EXCERPT PROVIDED>
We also are considering, and will be prepared to establish a private exchange under the new law if the opportunity pans out the way it looks right now. It appears providing a private exchange alternative to the public exchanges may provide a competitive advantage in the ability to offer the full spectrum of purchasing options to our clients and prospects. In addition, these health care alternatives under the new law puts the finishing touch on our adjacent business strategy. We will now be able to describe a full continuum of offerings from which prospects and clients can choose with a wider range of cost and value. We will simply have more solutions to match more prospects and client needs.

Two years ago, we had 1 service for only the perfect fit customer at just the right time. Now we have the right range of solutions for a wide range of customers over the entire life-cycle of their company. Insperity now has a platform of products and services and a delivery system of business performance advisors to engage a customer for life. We can start where their most critical need exist and grow the relationship with solutions to match made their needs as they change. This approach to the marketplace translates into a powerful business model with more recurring revenue opportunities for more businesses and lower risk. These seeds we planted are now sprouting out of the ground. Our capability to develop new products and grow new businesses is increasing and so are the results. In 2012, we saw some nice revenue growth in our adjacent businesses as we refined the operations to grow faster and more efficiently. For the full year, Retirement Services grew 94%; recruiting services, 29%, Employment Screening, 16%; Performance Management, 12%; Time & Attendance, 9%; Expense Management 7%; and the portfolio as a whole over 10%. A number of SaaS seats increased 37% to over 116,000 at year-end in our 3 SaaS solutions we had last year. And recently, we launched 3 new powerful SaaS applications including Insperity HCM, or plus realtime and Insperity Reveal. In the fourth quarter, we saw an increase of 32% over Q3 in the purchase of additional ABU solution by Workforce Optimization clients. 1,474 additional ABU solutions were purchased in 2012 by Workforce Optimization clients validating our cross and up-selling strategy. So in summary, we are full steam ahead and ready for growth on every front. We are disappointed with the starting point in paid work-site employees in our Workforce Optimization business, but far from discouraged by it. We had an excellent year last year and established a dynamic foundation for growth in the years ahead. At this point, I'll pass the call to Doug to provide our initial guidance for 2013.

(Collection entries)
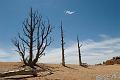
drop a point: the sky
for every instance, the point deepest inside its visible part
(97, 22)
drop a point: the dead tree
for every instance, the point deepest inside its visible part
(79, 46)
(62, 43)
(36, 37)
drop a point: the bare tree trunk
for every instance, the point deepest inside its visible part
(79, 46)
(62, 40)
(36, 37)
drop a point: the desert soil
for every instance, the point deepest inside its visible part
(70, 72)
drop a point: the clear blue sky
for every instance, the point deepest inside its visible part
(90, 19)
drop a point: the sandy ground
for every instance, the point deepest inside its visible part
(70, 72)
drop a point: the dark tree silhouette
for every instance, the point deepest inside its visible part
(62, 43)
(79, 46)
(36, 37)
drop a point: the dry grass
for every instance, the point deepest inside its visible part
(70, 72)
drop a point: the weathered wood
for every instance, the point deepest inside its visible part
(18, 72)
(62, 41)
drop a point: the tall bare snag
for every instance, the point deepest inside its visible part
(36, 37)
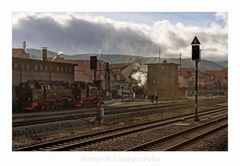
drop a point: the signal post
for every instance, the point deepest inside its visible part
(196, 56)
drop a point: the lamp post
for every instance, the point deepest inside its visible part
(196, 56)
(122, 93)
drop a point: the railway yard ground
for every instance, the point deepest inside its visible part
(127, 126)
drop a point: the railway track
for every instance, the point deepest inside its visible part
(87, 139)
(180, 139)
(108, 111)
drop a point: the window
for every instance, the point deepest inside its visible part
(15, 65)
(36, 67)
(28, 66)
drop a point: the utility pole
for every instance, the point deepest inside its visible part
(159, 54)
(196, 56)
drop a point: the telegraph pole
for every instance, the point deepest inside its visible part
(180, 62)
(196, 56)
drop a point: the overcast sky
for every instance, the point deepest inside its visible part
(124, 33)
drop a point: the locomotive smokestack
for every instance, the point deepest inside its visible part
(44, 54)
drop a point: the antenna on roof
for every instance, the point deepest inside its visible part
(159, 54)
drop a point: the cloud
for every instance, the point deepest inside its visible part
(76, 33)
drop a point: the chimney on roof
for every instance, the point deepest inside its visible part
(44, 54)
(24, 44)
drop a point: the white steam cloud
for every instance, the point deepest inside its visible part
(140, 77)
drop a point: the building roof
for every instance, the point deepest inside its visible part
(119, 65)
(40, 61)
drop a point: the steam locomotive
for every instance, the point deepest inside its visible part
(50, 95)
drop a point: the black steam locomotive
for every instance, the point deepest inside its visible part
(49, 95)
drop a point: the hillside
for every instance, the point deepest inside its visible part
(203, 65)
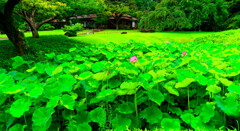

EXERCISE TASK 1>
Repeat word for word the section of the Insperity call excerpt that opens with the words containing "We also are" and closes with "and client needs.".
EXERCISE TASK 2>
According to the Insperity call excerpt, how much did Retirement Services grow for the full year 2012?
The rows are separate material, apart from the Insperity call excerpt.

WORKED ANSWER 1>
We also are considering, and will be prepared to establish a private exchange under the new law if the opportunity pans out the way it looks right now. It appears providing a private exchange alternative to the public exchanges may provide a competitive advantage in the ability to offer the full spectrum of purchasing options to our clients and prospects. In addition, these health care alternatives under the new law puts the finishing touch on our adjacent business strategy. We will now be able to describe a full continuum of offerings from which prospects and clients can choose with a wider range of cost and value. We will simply have more solutions to match more prospects and client needs.

WORKED ANSWER 2>
94%